= Task details =
According to the text on thermal analysis and leakage, how many years of professional laboratory experience does Kirsten Hacker have?

= Document extract =
- - - - - - -
Since 2008, Kirsten Hacker has been working at KLINGER Kempchen GmbH (formerly know as „Kempchen Dichtungstechnik GmbH“) as chemical laboratory technician. She now has 36 years of professional experience in the laboratory. Her responsibilities range from routine analyses and laboratory tests to material characterizations and the determination of material compatibility and resistance. In the following report she explains, how thermal analysis can help in the case of leakage.
DSC Helps When it Comes to Keeping Things Tight
Leaks and the associated undesired escape of media often result in temporary production stops which can generate high economic costs. Possible causes can include material failure or mix-up. Such incidents must be recognized in time, or even better, avoided beforehand. KLINGER Kempchen specializes in static gaskets, wrappings and expansion joints which must function particularly reliably in the process industry where criticial media are also conveyed under high pressures.
How Can Thermal Analysis Help in the Case of Leakage?
- - - - - - -
Material excerpted from a collection:
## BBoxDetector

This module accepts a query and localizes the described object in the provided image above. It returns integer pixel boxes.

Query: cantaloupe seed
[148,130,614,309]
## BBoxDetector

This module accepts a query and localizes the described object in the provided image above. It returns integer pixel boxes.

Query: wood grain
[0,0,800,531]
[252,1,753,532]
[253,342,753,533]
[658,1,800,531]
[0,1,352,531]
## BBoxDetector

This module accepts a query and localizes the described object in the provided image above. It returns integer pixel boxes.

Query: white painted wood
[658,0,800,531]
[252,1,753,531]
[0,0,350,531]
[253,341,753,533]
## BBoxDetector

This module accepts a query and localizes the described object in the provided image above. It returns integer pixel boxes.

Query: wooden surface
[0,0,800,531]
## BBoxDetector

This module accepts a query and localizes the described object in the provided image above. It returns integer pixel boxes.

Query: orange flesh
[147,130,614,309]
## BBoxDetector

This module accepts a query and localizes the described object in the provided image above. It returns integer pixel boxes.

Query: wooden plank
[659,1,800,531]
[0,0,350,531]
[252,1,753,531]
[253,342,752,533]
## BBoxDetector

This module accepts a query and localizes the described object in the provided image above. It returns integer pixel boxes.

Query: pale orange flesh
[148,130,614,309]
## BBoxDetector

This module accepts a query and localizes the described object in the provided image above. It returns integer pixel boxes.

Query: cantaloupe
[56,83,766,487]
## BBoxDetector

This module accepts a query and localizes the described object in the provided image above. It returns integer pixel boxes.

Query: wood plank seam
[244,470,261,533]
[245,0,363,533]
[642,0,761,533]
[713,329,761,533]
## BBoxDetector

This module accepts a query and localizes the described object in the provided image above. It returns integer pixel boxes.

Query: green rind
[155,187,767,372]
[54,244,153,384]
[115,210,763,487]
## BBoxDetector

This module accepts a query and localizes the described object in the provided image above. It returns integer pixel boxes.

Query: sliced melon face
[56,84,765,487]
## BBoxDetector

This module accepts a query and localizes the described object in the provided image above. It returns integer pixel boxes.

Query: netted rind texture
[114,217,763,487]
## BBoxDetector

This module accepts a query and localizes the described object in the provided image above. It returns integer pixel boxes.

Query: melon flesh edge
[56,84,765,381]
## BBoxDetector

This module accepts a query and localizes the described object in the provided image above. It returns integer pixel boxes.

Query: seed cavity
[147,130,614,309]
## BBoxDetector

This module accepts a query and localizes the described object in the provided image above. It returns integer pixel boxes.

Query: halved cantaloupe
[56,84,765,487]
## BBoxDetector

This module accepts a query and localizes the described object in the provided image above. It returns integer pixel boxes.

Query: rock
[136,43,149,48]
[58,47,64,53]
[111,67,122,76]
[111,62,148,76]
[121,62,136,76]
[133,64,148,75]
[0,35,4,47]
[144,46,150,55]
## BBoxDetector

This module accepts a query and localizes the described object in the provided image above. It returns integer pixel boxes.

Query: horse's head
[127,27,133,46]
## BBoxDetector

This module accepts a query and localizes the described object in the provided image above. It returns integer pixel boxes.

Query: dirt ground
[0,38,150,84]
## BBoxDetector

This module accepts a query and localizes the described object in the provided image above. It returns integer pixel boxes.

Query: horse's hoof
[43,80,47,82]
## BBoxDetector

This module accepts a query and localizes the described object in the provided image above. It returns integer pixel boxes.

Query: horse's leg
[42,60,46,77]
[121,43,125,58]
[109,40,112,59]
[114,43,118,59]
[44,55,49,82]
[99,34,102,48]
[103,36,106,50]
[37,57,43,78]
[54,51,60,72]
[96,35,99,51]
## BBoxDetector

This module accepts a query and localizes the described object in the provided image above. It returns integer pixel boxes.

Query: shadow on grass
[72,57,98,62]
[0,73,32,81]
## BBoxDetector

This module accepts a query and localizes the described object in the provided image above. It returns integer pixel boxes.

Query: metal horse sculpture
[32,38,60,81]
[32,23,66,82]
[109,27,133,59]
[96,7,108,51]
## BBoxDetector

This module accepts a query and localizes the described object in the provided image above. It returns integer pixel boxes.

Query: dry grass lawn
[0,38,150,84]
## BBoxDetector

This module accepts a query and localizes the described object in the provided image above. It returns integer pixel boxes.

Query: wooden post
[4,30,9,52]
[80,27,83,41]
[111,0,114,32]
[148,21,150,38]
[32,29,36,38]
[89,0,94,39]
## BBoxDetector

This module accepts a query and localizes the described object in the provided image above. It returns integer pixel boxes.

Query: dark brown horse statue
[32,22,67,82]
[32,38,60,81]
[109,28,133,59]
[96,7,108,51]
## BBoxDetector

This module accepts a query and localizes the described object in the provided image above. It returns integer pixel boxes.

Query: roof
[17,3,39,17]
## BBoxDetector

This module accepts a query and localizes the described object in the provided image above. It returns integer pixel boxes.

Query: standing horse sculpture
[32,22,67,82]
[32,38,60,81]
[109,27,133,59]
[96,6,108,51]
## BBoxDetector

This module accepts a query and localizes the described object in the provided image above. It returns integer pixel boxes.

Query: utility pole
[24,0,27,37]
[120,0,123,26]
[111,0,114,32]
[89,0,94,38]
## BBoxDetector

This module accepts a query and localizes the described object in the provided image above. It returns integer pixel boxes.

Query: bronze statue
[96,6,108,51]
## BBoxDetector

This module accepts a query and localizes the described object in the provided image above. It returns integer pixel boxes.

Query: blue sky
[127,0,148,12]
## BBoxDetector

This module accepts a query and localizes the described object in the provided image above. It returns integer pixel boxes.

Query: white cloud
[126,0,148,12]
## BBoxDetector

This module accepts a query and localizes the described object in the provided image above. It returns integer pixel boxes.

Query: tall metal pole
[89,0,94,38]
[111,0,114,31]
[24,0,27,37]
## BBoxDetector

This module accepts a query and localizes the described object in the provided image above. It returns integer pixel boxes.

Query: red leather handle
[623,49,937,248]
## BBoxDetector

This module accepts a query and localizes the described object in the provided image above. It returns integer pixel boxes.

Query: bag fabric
- - - - - - -
= Result of this task =
36 years.